### GIVEN PASSAGE
□ □ □

KVM machines hanging

I have the same problems while i'm testing virtio disk performances with dd (reading 1Gb from /dev/zero or /dev/urandom) my KVM's virtual machine give me some kernel oops:
the first time a [ 2673.667286] BUG: unable to handle kernel NULL pointer dereference at 00000006 and segfaults dd, then after a reboot i leave a "while true" loop that gives many [1266927070.756591] BUG: soft lockup - CPU#0 stuck for 1179869794s! [swapper:0] and bring the VM to an un-usable status (cpu at 100%, difficulty to access to filesystem)..
I do tests on a standard i386 debian lenny with stock linux-image-2.6.26-2-686-bigmem kernel... now i installed a kernel backported from squeeze (2.6.32-trunk) and i repeat dd's test.

Do you confirm that kind of problem are solved with new kernel in guest system?

Thanks!

k.
 
I have a similar problem in PVE 1.4.

Proxmox WEBGUI claims the machines are running, but they're totally frozen.

We saw something curious on a Exchange server behavior, the machine got up, but until the NIC got up (the X on top of the icon got away), you couldn't do anything on the machine.

If you pressed IE icon, for an instance, it would only come up after NIC.

The nic is E1000, and we're facing some issues.

We've changed the memory configuration, trying to stabalize the system, we've been working on the NICs, and apparently it's getting more and more stable with the time being.

I'll update you as soon as I have info.

And we're running 4 cores per machine, WS2008 on all of them.
 
I leave the dd stress test running for about 20hours on two gest, and gives no problems.. so i thought that removing host's cpufreq ondemand governor (i don't know why was enabled on hetzner's default installation) and upgrading guest lenny's kernel to squeeze's one solves this problem.

Today i re-created everything from scratch, in order to install my VM, i build a brand new guest, installed lenny, installed few packages, updated kernel to squeeze's one.. re-run a dd test ( dd if=/dev/zero of=/tmp/test bs=1M count=1000 ) and the second time I launch it, every problems come back:

It starts with:
[ 140.177741] BUG: Bad page state in process dd pfn:dae7d
Then:
[ 140.216248] BUG: unable to handle kernel NULL pointer dereference at 00000006
Andstarts with "Cpu Stuck",
[ 273.808162] BUG: soft lockup - CPU#1 stuck for 61s! [rm:1975]
(i can attach full dmesg log if it helps..)So, i can't trust this platform for my production enviroment.. :|

Code:
# pveversion -v
pve-manager: 1.5-5 (pve-manager/1.5/4627)

□ □ □

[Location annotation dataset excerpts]

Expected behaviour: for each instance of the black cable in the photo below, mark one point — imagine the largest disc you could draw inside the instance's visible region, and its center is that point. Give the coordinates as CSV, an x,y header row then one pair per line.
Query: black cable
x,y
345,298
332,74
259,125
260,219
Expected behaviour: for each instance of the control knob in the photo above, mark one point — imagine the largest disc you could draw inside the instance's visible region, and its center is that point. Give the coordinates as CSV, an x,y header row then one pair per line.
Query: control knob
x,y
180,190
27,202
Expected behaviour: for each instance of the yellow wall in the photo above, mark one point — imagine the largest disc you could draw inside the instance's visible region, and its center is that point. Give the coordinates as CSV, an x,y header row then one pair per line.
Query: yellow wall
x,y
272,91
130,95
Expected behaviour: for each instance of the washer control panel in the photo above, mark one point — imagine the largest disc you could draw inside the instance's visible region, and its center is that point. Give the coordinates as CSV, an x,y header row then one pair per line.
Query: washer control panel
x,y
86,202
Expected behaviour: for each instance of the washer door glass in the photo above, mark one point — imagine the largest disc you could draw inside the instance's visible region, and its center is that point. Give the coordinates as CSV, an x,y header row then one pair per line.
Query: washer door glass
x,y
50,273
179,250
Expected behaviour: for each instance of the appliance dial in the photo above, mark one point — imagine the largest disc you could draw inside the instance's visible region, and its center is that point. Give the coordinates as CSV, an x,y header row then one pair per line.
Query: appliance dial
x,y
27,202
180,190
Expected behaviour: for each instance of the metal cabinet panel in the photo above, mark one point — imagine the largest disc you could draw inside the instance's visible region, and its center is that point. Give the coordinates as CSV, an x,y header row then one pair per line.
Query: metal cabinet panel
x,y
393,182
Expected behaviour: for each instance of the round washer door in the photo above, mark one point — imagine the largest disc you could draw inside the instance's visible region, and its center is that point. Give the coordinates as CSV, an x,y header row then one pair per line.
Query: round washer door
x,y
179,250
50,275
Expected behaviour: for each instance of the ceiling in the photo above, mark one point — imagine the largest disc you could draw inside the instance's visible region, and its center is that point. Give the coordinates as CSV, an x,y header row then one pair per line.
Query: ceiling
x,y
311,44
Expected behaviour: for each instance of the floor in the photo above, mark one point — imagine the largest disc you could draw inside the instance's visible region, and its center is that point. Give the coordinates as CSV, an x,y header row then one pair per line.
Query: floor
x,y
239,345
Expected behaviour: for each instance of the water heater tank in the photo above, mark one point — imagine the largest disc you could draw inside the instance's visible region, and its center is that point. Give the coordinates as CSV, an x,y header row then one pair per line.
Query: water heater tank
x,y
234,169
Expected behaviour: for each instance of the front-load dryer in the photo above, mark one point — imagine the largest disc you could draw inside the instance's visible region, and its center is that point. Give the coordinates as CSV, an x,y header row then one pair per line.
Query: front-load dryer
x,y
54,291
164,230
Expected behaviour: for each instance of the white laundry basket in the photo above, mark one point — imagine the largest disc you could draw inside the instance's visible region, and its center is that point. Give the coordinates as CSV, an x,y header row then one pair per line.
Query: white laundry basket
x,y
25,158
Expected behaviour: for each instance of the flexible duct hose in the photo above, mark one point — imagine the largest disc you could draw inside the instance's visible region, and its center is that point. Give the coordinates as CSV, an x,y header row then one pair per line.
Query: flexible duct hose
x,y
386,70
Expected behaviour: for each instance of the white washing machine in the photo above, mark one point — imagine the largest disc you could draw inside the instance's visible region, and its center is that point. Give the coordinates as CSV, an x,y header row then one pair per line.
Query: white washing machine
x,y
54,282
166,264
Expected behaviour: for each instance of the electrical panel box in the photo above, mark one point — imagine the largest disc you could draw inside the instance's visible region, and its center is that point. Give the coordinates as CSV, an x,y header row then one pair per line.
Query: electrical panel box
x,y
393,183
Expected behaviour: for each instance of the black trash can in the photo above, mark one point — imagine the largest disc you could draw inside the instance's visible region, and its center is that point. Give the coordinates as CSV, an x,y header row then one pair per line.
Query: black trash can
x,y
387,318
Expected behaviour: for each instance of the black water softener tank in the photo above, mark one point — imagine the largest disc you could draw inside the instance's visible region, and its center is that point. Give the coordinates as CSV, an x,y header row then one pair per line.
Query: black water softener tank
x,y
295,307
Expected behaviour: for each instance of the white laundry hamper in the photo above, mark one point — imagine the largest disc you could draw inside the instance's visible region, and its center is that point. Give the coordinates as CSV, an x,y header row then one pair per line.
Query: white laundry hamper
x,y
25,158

□ □ □

### LIST OF TASKS
**1.** In the KVM hanging thread, how long did the dd stress test run on two guests without problems?
**2.** Decide whether each statement agrees with the KVM hanging thread: (a) The Windows machines each run WS2008 on 4 cores. (b) On the rebuilt guest, the problems came back the first time dd was launched. (c) The Proxmox web interface showed the frozen machines as stopped.
**3.** Copy the KVM hanging thread from "I have the same" to "in PVE 1.4.".

### RESULTS BY TASK
**1.** About 20 hours.

**2.**
(a) Yes: "And we're running 4 cores per machine, WS2008 on all of them."
(b) No: "the second time I launch it, every problems come back"
(c) No: "Proxmox WEBGUI claims the machines are running, but they're totally frozen."

**3.**
I have the same problems while i'm testing virtio disk performances with dd (reading 1Gb from /dev/zero or /dev/urandom) my KVM's virtual machine give me some kernel oops:
the first time a [ 2673.667286] BUG: unable to handle kernel NULL pointer dereference at 00000006 and segfaults dd, then after a reboot i leave a "while true" loop that gives many [1266927070.756591] BUG: soft lockup - CPU#0 stuck for 1179869794s! [swapper:0] and bring the VM to an un-usable status (cpu at 100%, difficulty to access to filesystem)..
I do tests on a standard i386 debian lenny with stock linux-image-2.6.26-2-686-bigmem kernel... now i installed a kernel backported from squeeze (2.6.32-trunk) and i repeat dd's test.

Do you confirm that kind of problem are solved with new kernel in guest system?

Thanks!

k.
 
I have a similar problem in PVE 1.4.